Page text
>> start

SELLING, GENERAL AND ADMINISTRATIVE EXPENSES ("SGA")
For the three months ended November 3, 2001, SGA was $353.9 million, or 24.9% of net sales, compared to $372.6 million, or 23.8% of net sales, for the three months ended October 28, 2000. The decrease in expenses was largely due to a decline in costs incurred at Saks Direct and to the sale of the nine SDSG stores. The rate deterioration was primarily attributable to a decline in expense leverage resulting from the decline in sales.
OTHER OPERATING EXPENSES
For the three months ended November 3, 2001, other operating expenses were $148.4 million, or 10.4% of net sales, compared to $150.2 million, or 9.6% of net sales, for the three months ended October 28, 2000. The decline in expense leverage was principally due to the inability to reduce fixed expenses, primarily depreciation and rent, relative to the decline in sales.
INTEGRATION COSTS
For the three months ended November 3, 2001, integration costs were $0.1 million compared to $14.4 million for the three months ended October 28, 2000. The 2000 costs primarily consisted of the consolidation of the Herberger's and McRae's operating divisions and the consolidation of the southern distribution centers.
LOSSES FROM LONG-LIVED ASSETS
For the three months ended November 3, 2001, the Company incurred gains from long-lived assets of $1.9 million related mainly to the disposition of store locations. For the three months ended October 28, 2000, losses from long-lived assets of $0.6 million related to the sale of an abandoned corporate building.
OPERATING INCOME
Operating income for the three months ended November 3, 2001 declined by $29.6 million from the prior year period. Operating income at SDSG increased by $5.4 million principally due to decreased markdowns resulting from enhanced inventory management, partially offset by a comparable store sales decline. Operating income at SFAE declined by $49.2 million primarily due to the comparable store sales decline and increased markdowns, offset partially by lower operating expenses, principally in Saks Direct. Gains and losses associated with certain items (including the write-off of long-lived assets, integration costs and corporate reorganization costs) improved compared to the prior year.
<PAGE 23>
INTEREST EXPENSE
For the three months ended November 3, 2001, interest expense was $32.3 million, or 2.3% of net sales, compared to $36.9 million, or 2.4% of net sales, for the three months ended October 28, 2000. The improvement was the result of a reduction in short-term variable borrowing rates and a decline in the average debt balances during the current period.

>> end

Recorded information
>> start

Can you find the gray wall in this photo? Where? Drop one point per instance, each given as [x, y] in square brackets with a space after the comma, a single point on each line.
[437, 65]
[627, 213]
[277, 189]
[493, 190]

>> end

Problems to solve
a: Change everything in the financial report excerpt from "For the three months ended November 3, 2001, SGA" down to "to the decline in sales.", putting "cost leverage" in place of "expense leverage".
b: Decide whether each statement agrees with the financial report excerpt, answering yes or no and quoting the words that settle it: (i) Other operating expenses for the three months ended November 3, 2001 were $148.4 million. (ii) Integration costs were higher in the 2001 period than in the 2000 period. (iii) Operating income at SDSG fell during the three months ended November 3, 2001.
The records have nothing to do with the text.

Solutions for each task
a:
For the three months ended November 3, 2001, SGA was $353.9 million, or 24.9% of net sales, compared to $372.6 million, or 23.8% of net sales, for the three months ended October 28, 2000. The decrease in expenses was largely due to a decline in costs incurred at Saks Direct and to the sale of the nine SDSG stores. The rate deterioration was primarily attributable to a decline in cost leverage resulting from the decline in sales.
OTHER OPERATING EXPENSES
For the three months ended November 3, 2001, other operating expenses were $148.4 million, or 10.4% of net sales, compared to $150.2 million, or 9.6% of net sales, for the three months ended October 28, 2000. The decline in cost leverage was principally due to the inability to reduce fixed expenses, primarily depreciation and rent, relative to the decline in sales.

b:
(i) Yes: "other operating expenses were $148.4 million"
(ii) No: "integration costs were $0.1 million compared to $14.4 million"
(iii) No: "Operating income at SDSG increased by $5.4 million"